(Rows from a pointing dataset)
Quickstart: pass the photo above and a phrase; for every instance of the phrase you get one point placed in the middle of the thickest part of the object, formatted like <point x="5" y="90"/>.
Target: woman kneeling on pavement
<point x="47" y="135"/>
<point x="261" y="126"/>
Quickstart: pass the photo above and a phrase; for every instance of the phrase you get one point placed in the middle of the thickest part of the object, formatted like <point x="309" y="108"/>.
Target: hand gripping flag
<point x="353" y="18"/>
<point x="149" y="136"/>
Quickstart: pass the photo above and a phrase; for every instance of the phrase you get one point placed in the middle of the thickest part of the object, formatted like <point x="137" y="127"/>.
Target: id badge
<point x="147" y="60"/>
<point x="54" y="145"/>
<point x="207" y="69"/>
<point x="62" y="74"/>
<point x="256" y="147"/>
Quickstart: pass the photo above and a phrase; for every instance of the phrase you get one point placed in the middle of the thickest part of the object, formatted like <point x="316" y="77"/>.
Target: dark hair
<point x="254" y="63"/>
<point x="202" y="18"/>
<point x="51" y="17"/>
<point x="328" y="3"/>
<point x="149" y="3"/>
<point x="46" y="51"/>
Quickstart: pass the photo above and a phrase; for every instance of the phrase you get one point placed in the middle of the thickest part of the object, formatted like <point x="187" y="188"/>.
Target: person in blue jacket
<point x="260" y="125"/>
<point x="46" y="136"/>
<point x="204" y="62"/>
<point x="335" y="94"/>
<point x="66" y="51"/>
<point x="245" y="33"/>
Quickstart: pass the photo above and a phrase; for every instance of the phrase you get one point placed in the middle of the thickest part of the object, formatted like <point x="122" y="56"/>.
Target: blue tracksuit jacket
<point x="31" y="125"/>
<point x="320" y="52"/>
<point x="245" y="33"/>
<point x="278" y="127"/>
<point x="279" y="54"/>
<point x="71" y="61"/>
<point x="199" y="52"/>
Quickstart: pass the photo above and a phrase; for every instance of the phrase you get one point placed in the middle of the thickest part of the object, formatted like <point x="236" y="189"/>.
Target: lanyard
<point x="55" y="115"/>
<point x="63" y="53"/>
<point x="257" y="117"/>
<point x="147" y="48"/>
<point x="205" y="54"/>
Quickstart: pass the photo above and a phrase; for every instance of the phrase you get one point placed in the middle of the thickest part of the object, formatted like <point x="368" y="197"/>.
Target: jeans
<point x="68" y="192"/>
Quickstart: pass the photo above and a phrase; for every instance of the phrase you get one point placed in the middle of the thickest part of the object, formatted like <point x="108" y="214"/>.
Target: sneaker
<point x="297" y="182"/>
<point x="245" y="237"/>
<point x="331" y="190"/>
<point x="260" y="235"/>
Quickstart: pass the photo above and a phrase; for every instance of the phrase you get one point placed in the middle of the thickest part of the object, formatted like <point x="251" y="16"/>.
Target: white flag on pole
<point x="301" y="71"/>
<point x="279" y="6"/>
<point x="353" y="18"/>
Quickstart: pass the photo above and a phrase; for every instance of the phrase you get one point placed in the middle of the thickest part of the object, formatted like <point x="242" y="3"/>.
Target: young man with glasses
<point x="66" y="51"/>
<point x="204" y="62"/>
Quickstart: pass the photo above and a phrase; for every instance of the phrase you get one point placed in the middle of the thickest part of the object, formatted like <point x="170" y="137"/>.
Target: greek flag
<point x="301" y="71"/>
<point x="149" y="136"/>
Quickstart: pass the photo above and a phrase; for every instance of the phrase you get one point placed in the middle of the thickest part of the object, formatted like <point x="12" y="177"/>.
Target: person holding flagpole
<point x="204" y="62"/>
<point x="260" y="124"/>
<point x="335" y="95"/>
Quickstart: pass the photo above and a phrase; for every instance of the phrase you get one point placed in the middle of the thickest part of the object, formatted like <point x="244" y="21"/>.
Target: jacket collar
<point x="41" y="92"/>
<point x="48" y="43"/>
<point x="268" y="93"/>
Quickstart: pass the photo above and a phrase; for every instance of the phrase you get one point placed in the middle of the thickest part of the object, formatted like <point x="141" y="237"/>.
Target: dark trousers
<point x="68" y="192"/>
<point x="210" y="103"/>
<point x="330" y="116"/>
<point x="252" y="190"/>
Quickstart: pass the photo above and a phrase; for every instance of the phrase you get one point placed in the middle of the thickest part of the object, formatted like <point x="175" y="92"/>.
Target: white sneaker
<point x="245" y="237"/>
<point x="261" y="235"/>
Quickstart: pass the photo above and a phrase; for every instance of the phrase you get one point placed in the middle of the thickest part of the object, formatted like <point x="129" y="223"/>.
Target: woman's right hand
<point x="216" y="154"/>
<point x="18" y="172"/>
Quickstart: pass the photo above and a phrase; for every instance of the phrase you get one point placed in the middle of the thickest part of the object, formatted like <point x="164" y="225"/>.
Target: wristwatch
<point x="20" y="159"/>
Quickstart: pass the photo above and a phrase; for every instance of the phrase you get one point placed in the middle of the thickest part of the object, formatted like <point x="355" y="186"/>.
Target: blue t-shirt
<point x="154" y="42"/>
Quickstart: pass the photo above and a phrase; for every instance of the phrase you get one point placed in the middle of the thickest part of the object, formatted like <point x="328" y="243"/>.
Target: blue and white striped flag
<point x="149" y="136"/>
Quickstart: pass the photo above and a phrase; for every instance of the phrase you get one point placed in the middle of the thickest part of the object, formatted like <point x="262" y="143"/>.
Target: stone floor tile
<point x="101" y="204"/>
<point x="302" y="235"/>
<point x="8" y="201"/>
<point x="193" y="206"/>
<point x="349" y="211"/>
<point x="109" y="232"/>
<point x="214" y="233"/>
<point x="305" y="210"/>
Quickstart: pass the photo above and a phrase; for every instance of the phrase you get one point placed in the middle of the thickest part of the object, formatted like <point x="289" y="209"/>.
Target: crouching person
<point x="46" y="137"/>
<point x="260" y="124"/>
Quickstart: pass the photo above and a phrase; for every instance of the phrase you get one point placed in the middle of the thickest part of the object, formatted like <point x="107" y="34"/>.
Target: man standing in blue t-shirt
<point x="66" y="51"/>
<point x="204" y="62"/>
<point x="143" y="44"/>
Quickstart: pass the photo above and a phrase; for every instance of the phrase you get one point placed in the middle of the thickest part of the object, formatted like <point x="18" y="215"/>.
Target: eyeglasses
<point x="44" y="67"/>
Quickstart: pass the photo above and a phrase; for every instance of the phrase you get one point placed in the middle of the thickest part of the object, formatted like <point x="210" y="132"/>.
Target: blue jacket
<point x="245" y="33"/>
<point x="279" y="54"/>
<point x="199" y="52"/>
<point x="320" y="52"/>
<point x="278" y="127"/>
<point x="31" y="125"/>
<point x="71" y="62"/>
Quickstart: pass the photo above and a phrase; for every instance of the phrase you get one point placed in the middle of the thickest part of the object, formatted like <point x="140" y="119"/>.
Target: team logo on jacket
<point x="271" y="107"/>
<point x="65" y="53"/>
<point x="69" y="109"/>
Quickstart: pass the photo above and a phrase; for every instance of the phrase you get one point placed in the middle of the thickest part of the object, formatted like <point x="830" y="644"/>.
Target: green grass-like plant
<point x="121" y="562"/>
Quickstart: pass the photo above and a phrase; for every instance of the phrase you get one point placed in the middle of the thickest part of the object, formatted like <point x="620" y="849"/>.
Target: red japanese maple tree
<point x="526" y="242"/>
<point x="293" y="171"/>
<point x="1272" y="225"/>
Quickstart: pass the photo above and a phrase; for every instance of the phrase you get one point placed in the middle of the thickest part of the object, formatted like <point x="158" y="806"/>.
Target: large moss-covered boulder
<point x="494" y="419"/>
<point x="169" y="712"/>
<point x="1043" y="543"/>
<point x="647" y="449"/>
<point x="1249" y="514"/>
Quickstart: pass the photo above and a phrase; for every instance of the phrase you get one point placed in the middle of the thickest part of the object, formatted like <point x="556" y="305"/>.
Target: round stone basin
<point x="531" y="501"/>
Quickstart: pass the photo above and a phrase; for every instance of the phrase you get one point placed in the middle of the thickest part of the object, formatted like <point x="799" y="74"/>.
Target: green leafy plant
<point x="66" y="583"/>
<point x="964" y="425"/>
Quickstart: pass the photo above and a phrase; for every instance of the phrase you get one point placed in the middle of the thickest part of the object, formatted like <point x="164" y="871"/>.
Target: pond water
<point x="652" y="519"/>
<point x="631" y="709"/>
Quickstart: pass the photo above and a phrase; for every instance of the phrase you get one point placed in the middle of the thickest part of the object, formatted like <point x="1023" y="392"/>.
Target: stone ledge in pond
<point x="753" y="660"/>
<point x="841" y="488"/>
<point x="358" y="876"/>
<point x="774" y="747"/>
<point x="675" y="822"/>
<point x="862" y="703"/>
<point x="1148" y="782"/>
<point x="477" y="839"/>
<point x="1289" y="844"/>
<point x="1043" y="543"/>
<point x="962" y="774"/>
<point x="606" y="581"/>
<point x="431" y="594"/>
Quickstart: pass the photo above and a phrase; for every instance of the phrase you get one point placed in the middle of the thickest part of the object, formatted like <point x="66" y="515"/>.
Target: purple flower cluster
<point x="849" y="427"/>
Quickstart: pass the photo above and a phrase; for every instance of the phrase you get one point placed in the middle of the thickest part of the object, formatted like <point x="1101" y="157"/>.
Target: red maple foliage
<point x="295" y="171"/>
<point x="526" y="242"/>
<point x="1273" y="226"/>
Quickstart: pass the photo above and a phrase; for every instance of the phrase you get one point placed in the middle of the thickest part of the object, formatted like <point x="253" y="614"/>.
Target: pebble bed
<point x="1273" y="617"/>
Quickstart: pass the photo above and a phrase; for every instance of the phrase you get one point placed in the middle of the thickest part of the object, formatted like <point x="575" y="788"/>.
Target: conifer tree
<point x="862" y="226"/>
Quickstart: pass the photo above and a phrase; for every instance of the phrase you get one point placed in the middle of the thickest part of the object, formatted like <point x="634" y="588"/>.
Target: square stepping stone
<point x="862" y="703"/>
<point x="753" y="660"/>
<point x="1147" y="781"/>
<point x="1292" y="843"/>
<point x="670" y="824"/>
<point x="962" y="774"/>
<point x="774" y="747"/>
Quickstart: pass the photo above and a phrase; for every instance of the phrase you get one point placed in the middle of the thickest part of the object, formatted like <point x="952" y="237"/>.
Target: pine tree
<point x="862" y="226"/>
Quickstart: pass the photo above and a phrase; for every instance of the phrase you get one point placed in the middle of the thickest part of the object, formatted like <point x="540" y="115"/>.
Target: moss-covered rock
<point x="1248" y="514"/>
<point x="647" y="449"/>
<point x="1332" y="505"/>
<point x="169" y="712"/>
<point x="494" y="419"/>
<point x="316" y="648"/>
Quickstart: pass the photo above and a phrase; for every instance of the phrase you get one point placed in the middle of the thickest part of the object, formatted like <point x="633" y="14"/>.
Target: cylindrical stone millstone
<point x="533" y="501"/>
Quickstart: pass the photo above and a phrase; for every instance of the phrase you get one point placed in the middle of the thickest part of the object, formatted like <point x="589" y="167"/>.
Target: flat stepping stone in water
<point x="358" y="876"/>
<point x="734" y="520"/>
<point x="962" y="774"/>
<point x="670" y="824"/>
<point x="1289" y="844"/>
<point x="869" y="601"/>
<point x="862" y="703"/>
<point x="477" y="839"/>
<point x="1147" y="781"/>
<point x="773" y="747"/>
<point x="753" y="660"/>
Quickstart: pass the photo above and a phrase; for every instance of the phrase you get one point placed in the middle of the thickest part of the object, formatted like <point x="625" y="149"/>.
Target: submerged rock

**EXERCISE:** Report every line of the material above that contains the string "plant", copying each line in full.

**OUTPUT OF THE TASK:**
Target: green grass-like plant
Target: green leafy plant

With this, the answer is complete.